DOCUMENT SECTION:

····················

Zero-cost abstractions

written by Ruud van Asseldonk
published

If you read my blog, you can probably guess that I like Rust. I like Rust for a variety of reasons. Its error model, for example. But today I want to highlight a different reason: zero-cost abstractions.

Recently I had the opportunity to do some optimisation work on Claxon, my FLAC decoder. In the process I found a piece of code which in my opinion demonstrates the power of Rust very well, and I would like to share that with you here:

for i in 12..buffer.len() {
    let prediction = coefficients.iter()
                                 .zip(&buffer[i - 12..i])
                                 .map(|(&c, &s)| c * s as i64)
                                 .sum::<i64>() >> qlp_shift;
    let delta = buffer[i];
    buffer[i] = prediction as i32 + delta;
}

For context, the following variables are in scope:

buffer: &mut [i32];      // A mutable array slice.

····················

DATA BLOCK:
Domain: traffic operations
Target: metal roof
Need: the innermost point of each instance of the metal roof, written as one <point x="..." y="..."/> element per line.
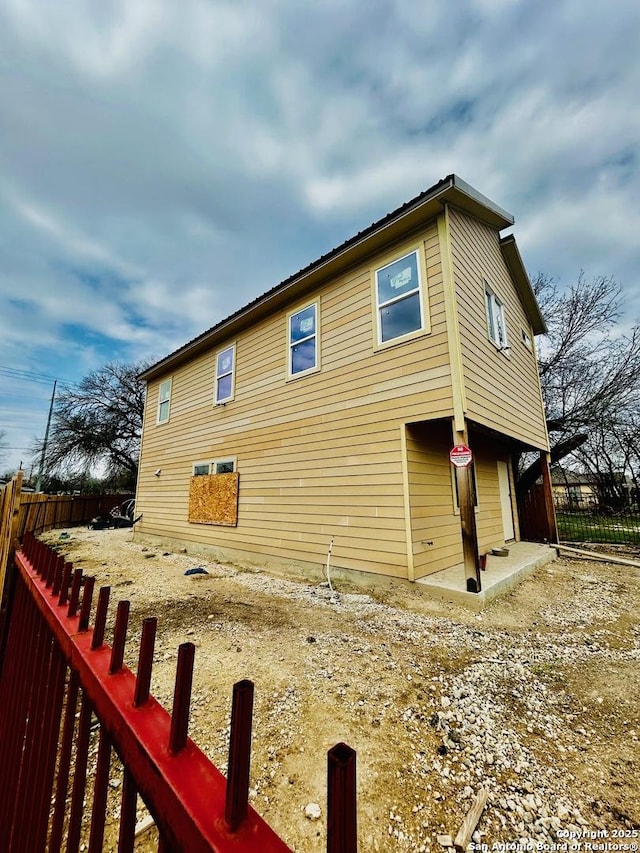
<point x="450" y="190"/>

····················

EXERCISE TASK 1:
Answer these about the zero-cost abstractions post:
(a) What is the name of the FLAC decoder that the writer did optimization work on?
(b) What type does the post give for the variable buffer?
(c) At what number does the for loop's range begin?
EXERCISE TASK 2: Copy the zero-cost abstractions post word for word, from "If you read" up to and including "prediction = coefficients.iter()".

WORKED ANSWER 1:
(a) Claxon
(b) &mut [i32], a mutable array slice
(c) 12

WORKED ANSWER 2:
If you read my blog, you can probably guess that I like Rust. I like Rust for a variety of reasons. Its error model, for example. But today I want to highlight a different reason: zero-cost abstractions.

Recently I had the opportunity to do some optimisation work on Claxon, my FLAC decoder. In the process I found a piece of code which in my opinion demonstrates the power of Rust very well, and I would like to share that with you here:

for i in 12..buffer.len() {
    let prediction = coefficients.iter()